Copy the entries below, swapping each "Target" for "Label" and leaving everything else unchanged.
[Begin The data]
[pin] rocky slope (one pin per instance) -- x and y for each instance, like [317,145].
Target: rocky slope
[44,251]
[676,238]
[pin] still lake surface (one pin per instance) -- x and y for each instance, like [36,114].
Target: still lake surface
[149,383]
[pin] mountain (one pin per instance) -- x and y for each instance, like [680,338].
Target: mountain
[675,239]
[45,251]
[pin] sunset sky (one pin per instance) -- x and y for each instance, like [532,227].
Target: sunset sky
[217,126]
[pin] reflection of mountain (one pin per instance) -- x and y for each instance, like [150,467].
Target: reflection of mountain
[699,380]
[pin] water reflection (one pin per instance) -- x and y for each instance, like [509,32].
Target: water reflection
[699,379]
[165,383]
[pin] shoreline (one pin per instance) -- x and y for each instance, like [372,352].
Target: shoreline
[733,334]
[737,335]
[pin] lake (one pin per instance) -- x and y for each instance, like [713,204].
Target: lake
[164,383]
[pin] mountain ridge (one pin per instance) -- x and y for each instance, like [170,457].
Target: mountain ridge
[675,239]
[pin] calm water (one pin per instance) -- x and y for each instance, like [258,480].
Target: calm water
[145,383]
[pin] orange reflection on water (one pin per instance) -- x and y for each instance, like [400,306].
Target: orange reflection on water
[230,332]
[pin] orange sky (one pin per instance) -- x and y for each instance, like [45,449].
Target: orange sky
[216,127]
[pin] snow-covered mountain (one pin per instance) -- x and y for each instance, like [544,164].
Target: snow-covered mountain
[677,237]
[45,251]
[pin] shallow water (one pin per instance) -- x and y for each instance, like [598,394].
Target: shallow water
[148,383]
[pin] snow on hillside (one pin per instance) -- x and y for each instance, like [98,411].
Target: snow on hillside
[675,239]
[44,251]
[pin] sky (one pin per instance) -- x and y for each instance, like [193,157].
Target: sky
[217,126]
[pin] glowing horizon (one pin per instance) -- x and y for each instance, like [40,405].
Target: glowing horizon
[End The data]
## Written answer:
[pin] rocky slope (one pin per instance) -- x and y for each instance, like [317,145].
Label: rocky slope
[44,251]
[676,238]
[pin] still lake surface (one pin per instance) -- x and y for each instance, like [36,114].
Label: still lake surface
[149,383]
[pin] mountain (one pin per instance) -- x and y for each instance, like [680,338].
Label: mountain
[675,239]
[45,251]
[pin] sunset sky (one pin per instance) -- x and y for each instance, like [532,227].
Label: sunset sky
[217,126]
[pin] reflection of mountain (one pin per instance) -- x and y for each instance, like [150,467].
Label: reflection of mountain
[699,380]
[pin] water reflection (one pin per instance) -- x and y for each instance, like [509,32].
Label: water reflection
[699,379]
[165,383]
[pin] shoreline (one pin per instance) -- x and y for each instance, like [372,352].
Label: shoreline
[733,334]
[737,335]
[pin] lake (one pin per instance) -- x and y for each instance, like [713,204].
Label: lake
[164,383]
[pin] mountain ridge (one pin per instance) -- x and y for each instance, like [170,457].
Label: mountain ridge
[675,239]
[pin] calm water (one pin per instance) -- x and y for each instance, like [258,480].
Label: calm water
[145,383]
[pin] orange reflection on water (one pin per instance) -- x and y for each instance, like [400,306].
Label: orange reflection on water
[230,332]
[pin] orange sky (one pin per instance) -- x and y for each instance, like [45,449].
Label: orange sky
[216,127]
[pin] snow-covered mountain (one pin per instance) -- x and y for each instance, like [544,164].
Label: snow-covered mountain
[677,237]
[45,251]
[pin] shallow water (one pin per instance) -- x and y for each instance, like [598,394].
Label: shallow water
[148,383]
[pin] snow on hillside (one pin per instance) -- x and y for each instance, like [98,411].
Label: snow on hillside
[675,239]
[44,251]
[pin] sky (one pin per instance) -- x and y for each instance, like [193,157].
Label: sky
[217,126]
[pin] glowing horizon (one pin per instance) -- x and y for each instance, like [40,405].
Label: glowing horizon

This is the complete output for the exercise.